(Data supplied)

+--

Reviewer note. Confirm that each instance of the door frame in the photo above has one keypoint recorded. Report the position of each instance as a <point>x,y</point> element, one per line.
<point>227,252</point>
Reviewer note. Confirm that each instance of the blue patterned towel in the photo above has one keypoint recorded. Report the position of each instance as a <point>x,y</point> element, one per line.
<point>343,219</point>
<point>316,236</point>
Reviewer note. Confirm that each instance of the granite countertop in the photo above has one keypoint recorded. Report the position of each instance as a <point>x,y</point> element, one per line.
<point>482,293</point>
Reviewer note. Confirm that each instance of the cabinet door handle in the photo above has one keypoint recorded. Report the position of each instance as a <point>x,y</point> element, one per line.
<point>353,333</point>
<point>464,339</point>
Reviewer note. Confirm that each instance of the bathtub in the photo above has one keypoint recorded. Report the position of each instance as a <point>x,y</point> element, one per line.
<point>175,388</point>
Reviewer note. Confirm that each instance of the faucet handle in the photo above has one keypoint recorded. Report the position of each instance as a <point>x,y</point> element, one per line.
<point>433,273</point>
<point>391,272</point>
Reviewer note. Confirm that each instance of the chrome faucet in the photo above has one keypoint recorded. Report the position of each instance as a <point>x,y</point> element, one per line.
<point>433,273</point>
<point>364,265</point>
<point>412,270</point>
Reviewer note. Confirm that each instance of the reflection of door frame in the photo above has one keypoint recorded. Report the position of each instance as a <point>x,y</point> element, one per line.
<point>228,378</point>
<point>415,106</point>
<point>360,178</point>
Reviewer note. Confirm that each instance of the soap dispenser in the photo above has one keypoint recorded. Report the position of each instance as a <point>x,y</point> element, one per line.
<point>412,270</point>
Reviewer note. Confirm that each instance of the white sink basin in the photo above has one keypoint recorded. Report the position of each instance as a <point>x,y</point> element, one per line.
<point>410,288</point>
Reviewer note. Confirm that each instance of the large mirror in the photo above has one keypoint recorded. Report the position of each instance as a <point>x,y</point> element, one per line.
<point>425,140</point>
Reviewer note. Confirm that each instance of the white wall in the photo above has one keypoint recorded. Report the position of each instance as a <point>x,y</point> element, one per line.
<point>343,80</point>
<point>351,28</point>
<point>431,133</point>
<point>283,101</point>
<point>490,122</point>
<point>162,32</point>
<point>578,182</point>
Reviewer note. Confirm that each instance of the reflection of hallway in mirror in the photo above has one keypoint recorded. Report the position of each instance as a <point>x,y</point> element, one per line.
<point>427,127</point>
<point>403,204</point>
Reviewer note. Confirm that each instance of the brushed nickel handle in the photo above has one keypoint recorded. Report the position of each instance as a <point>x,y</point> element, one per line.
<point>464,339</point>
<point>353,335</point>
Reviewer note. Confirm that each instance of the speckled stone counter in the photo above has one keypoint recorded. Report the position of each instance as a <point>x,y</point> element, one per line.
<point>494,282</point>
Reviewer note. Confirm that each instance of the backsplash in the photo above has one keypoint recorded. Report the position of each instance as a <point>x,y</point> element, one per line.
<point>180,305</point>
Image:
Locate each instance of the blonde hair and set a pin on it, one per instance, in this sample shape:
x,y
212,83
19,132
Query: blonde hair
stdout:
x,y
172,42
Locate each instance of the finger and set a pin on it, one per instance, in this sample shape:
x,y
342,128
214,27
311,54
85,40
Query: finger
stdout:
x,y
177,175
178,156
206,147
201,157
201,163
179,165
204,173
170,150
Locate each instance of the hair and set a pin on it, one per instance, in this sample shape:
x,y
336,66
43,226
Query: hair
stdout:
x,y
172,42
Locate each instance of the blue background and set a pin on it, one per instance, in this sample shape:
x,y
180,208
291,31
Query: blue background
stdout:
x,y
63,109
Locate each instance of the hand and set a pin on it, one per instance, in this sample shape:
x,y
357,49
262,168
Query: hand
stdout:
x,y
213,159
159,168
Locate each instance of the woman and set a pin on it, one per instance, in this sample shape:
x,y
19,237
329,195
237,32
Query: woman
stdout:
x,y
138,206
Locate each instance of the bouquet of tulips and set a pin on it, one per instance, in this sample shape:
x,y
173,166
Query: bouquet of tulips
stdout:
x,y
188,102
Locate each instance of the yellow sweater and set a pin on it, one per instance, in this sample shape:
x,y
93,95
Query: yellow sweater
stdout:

+--

Copy every line of the entries in which "blonde" can be found.

(Response to the task)
Locate each instance of the blonde hair and set a pin on it, one per instance, in this sample shape:
Query: blonde hair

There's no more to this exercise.